> _Extract to read_:
[jira] [Updated] (MAHOUT-800) bin/mahout attempts cluster mode if HADOOP_CONF_DIR is set plausibly (and hence appended to classpath), even with MAHOUT_LOCAL set and no HADOOP_HOME

Dan Brickley (JIRA) Fri, 02 Sep 2011 01:58:46 -0700

     [ 
https://issues.apache.org/jira/browse/MAHOUT-800?page=com.atlassian.jira.plugin.system.issuetabpanels:all-tabpanel
 ]


Dan Brickley updated MAHOUT-800:
--------------------------------

    Attachment: MAHOUT-800.patch

The simplest thing that made the problem go away.

> bin/mahout attempts cluster mode  if HADOOP_CONF_DIR is set plausibly (and 
> hence appended to classpath), even with MAHOUT_LOCAL set and no HADOOP_HOME
> ------------------------------------------------------------------------------------------------------------------------------------------------------
>
>                 Key: MAHOUT-800
>                 URL: https://issues.apache.org/jira/browse/MAHOUT-800
>             Project: Mahout
>          Issue Type: Bug
>          Components: Examples, Integration
>         Environment: OSX; java version "1.6.0_26"

> _Problems and tasks_:
**A)** Which issue type does the Mahout issue notification list for MAHOUT-800?
**B)** Could you continue the Mahout issue notification from the point where it stops?

Some records
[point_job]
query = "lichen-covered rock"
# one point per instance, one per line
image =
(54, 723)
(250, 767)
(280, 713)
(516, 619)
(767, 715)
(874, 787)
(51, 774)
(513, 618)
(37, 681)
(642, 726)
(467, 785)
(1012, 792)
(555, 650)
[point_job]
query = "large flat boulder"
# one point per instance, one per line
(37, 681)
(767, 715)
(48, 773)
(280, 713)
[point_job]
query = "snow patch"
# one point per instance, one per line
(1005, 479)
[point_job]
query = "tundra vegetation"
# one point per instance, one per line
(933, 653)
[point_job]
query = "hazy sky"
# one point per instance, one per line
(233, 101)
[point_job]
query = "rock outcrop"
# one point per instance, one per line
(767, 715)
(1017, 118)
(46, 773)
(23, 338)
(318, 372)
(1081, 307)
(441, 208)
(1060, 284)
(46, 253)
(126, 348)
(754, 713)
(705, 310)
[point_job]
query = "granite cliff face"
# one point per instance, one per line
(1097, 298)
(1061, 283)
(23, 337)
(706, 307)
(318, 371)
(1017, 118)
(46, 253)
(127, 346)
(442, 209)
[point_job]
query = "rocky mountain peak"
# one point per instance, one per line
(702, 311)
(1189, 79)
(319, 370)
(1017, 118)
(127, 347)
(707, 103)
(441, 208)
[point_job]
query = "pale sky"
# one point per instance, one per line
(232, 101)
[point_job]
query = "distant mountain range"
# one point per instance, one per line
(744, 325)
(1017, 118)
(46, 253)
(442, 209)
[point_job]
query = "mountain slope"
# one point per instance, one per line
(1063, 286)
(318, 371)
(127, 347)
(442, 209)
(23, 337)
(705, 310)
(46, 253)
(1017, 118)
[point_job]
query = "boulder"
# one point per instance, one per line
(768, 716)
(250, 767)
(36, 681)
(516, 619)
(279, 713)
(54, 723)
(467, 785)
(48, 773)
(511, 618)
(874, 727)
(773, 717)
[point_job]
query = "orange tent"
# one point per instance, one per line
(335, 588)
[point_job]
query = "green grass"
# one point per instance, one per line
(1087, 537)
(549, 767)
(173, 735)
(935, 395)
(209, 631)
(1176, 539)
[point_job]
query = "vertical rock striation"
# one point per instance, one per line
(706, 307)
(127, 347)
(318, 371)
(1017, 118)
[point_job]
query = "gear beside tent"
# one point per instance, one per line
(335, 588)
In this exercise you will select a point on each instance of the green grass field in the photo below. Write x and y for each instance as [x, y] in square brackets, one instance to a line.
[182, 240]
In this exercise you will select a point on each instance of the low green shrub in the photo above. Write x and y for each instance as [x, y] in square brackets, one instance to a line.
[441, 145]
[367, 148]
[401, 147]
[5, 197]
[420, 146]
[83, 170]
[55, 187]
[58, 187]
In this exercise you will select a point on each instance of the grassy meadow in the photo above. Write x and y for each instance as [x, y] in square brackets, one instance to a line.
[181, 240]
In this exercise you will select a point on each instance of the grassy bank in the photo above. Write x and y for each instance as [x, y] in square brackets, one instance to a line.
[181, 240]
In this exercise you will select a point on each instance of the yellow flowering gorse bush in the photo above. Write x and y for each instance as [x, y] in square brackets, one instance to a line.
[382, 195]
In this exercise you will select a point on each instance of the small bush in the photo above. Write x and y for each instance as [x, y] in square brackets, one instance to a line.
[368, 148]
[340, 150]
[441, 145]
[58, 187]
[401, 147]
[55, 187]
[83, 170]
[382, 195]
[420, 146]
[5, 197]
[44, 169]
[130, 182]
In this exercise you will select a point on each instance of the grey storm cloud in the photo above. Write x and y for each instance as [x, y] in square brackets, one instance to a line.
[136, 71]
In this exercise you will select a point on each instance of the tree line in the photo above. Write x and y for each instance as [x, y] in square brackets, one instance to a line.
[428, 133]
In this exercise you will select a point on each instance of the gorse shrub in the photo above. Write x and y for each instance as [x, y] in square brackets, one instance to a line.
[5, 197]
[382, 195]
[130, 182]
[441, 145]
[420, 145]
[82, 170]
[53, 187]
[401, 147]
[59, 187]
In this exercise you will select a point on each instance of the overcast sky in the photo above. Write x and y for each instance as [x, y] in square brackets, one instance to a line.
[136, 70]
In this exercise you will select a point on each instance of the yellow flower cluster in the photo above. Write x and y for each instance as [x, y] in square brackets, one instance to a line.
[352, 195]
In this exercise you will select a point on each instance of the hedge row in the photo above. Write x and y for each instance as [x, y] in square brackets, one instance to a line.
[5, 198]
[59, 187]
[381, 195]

> _Answers to the exercises_:
**A)** Bug

**B)**
>            Reporter: Dan Brickley
>            Priority: Minor
>         Attachments: MAHOUT-800.patch
>
>
> (This began as a build-reuters.sh bug report, but the problem seemed deeper; 
> please excuse the narrative format here)
> Summary: both examples/bin/build-reuters.sh and bin/mahout will attempt 
> cluster mode if HADOOP_CONF_DIR env variable points at a Hadoop conf/ 
> directory, because bin/mahout appends it to Java's classpath. This seems to 
> trigger something in Mahout Java that will to try to use the cluster, without 
> this being explicitly requested.
> There have been reports (Jeff Eastman, myself; 
> http://mail-archives.apache.org/mod_mbox/mahout-user/201108.mbox/%3CCAFNgM+Y4twNVL_RSyNb+hGhoAu0xW917YfUTW3a5-m=z0dy...@mail.gmail.com%3E
>  ) of build-reuters.sh attempting cluster mode, even while claiming - 
> "MAHOUT_LOCAL is set, running locally". (or for that matter in slight variant 
> conditions, "no HADOOP_HOME set, running locally").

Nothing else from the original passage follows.